[ROWS]:
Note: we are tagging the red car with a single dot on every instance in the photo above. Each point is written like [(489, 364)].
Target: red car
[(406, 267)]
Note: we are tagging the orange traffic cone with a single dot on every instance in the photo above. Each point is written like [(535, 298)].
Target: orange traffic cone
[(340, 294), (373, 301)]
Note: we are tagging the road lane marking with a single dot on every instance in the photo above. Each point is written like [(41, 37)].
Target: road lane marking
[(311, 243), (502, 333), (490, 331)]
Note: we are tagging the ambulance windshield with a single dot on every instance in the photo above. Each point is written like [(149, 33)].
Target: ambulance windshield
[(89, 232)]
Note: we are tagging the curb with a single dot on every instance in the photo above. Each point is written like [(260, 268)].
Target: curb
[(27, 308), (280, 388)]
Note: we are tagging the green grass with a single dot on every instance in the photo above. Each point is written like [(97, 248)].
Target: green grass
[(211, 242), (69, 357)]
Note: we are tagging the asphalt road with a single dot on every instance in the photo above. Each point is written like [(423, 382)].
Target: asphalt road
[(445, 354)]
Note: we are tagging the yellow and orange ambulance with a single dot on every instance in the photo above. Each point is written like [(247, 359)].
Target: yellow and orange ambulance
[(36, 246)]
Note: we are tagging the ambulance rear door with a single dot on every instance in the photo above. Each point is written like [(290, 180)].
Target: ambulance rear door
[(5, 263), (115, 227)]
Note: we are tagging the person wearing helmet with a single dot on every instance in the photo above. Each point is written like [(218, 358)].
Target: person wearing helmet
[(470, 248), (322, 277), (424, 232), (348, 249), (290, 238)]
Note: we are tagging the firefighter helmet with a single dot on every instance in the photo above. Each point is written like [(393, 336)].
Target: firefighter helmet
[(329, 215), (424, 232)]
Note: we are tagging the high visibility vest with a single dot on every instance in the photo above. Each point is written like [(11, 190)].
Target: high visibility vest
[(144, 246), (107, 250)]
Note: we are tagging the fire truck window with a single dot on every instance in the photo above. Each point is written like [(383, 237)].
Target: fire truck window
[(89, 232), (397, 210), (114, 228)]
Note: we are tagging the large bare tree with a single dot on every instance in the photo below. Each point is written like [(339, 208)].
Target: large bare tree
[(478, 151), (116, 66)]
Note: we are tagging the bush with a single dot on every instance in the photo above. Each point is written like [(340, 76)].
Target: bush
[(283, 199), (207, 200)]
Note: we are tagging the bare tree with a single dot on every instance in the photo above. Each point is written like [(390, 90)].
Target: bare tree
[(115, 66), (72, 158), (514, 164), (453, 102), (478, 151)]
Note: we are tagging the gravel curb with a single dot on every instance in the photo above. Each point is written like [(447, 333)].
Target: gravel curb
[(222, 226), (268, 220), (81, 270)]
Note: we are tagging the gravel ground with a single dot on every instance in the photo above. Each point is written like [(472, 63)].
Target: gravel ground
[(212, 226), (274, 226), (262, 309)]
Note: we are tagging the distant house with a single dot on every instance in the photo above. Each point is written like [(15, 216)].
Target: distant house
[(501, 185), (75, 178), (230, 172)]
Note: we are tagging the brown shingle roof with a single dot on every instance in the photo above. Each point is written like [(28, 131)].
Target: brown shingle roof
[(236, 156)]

[WRITTEN REQUEST]:
Render every line of the items above as a Markdown table with the columns Row and Line, numbering the rows in order and skipping blank lines.

[EXERCISE SOLUTION]:
| Row | Line |
|---|---|
| 1 | Note: we are tagging the red car with a single dot on every instance in the photo above. Each point is written like [(489, 364)]. |
| 2 | Target: red car |
| 3 | [(406, 267)] |
| 4 | Note: we are tagging the orange traffic cone with a single dot on every instance in the photo above. Each point is written like [(535, 298)]. |
| 5 | Target: orange traffic cone |
| 6 | [(340, 294), (373, 301)] |
| 7 | Note: we are tagging the road lane marking with a single dot on every instance in the photo above. Each point is written like [(41, 37)]. |
| 8 | Target: road lane marking |
| 9 | [(311, 243), (502, 333), (490, 331)] |
| 10 | Note: we are tagging the ambulance windshield with a single dot on every instance in the photo above. Each point is written like [(149, 33)]. |
| 11 | Target: ambulance windshield |
| 12 | [(89, 232)] |
| 13 | Note: we are tagging the curb with a single dot on every instance in the photo above. Each point is written like [(260, 268)]. |
| 14 | Target: curb |
| 15 | [(27, 308), (280, 388)] |
| 16 | Note: we are tagging the green grass with a single dot on every instance in the photo above. Each point is written like [(97, 248)]. |
| 17 | Target: green grass |
| 18 | [(211, 242), (69, 357)] |
| 19 | Note: we are tagging the asphalt road with a single dot on every instance in the photo above. Each point is written like [(423, 382)]. |
| 20 | Target: asphalt road |
| 21 | [(445, 354)] |
| 22 | Note: we are tagging the yellow and orange ambulance with a single dot on every instance in the photo above. Each point is written like [(247, 359)]. |
| 23 | Target: yellow and orange ambulance |
| 24 | [(36, 246)] |
| 25 | Note: we are tagging the ambulance rear door with a single dot on every instance in the photo above. Each point is written like [(290, 180)]. |
| 26 | Target: ambulance rear door |
| 27 | [(5, 263), (115, 227)] |
| 28 | Note: we are tagging the person wearing helmet with a single dot on every instance in the photo above. Each point is written like [(218, 358)]. |
| 29 | Target: person wearing helmet |
| 30 | [(470, 248), (322, 277), (424, 232), (348, 249), (290, 238)] |
| 31 | Note: we are tagging the firefighter helmet with a single dot on every instance in the photo above. Each point is written like [(393, 336)]. |
| 32 | Target: firefighter helmet |
| 33 | [(329, 215), (424, 232)] |
| 34 | Note: we are tagging the high visibility vest with a single dot on every instance in the photo above. Each point is written like [(11, 190)]. |
| 35 | Target: high visibility vest |
| 36 | [(144, 246), (107, 250)] |
| 37 | Note: we are tagging the fire truck window with a single dot on every instance in the photo above. Each point is written like [(383, 237)]. |
| 38 | Target: fire truck window |
| 39 | [(89, 232), (397, 210), (114, 228)] |
| 40 | Note: we are tagging the large bare tree with a single dot on every instance in the photo below. Each point is written like [(339, 208)]. |
| 41 | Target: large bare tree |
| 42 | [(478, 151), (116, 66)] |
| 43 | Note: we are tagging the bush with a single dot on every instance in the photo above. Each point is written like [(340, 76)]. |
| 44 | Target: bush |
| 45 | [(283, 199), (207, 200)] |
| 46 | Note: we are tagging the bare tree with a single dot on every instance in the photo above. Each point is written like [(390, 90)]. |
| 47 | Target: bare tree |
| 48 | [(115, 66), (72, 158), (514, 164), (453, 102), (478, 151)] |
| 49 | Note: we are tagging the gravel curb with a single dot on every instance in the photo above. Each point is written like [(447, 333)]. |
| 50 | Target: gravel curb |
| 51 | [(222, 226), (268, 220), (81, 270)] |
| 52 | Note: we are tagging the gravel ground with a single dot on every instance in the photo above. Each point is written like [(472, 63)]. |
| 53 | Target: gravel ground |
| 54 | [(212, 226), (274, 226), (262, 309)] |
| 55 | Note: we are tagging the distant house with a single dot on every instance in the photo above. Each point is written like [(15, 216)]. |
| 56 | Target: distant house |
| 57 | [(501, 185), (75, 178), (230, 172)] |
| 58 | Note: we are tagging the brown shingle roof with a single dot on every instance in the photo above. Each point is written like [(28, 131)]. |
| 59 | Target: brown shingle roof |
| 60 | [(236, 156)] |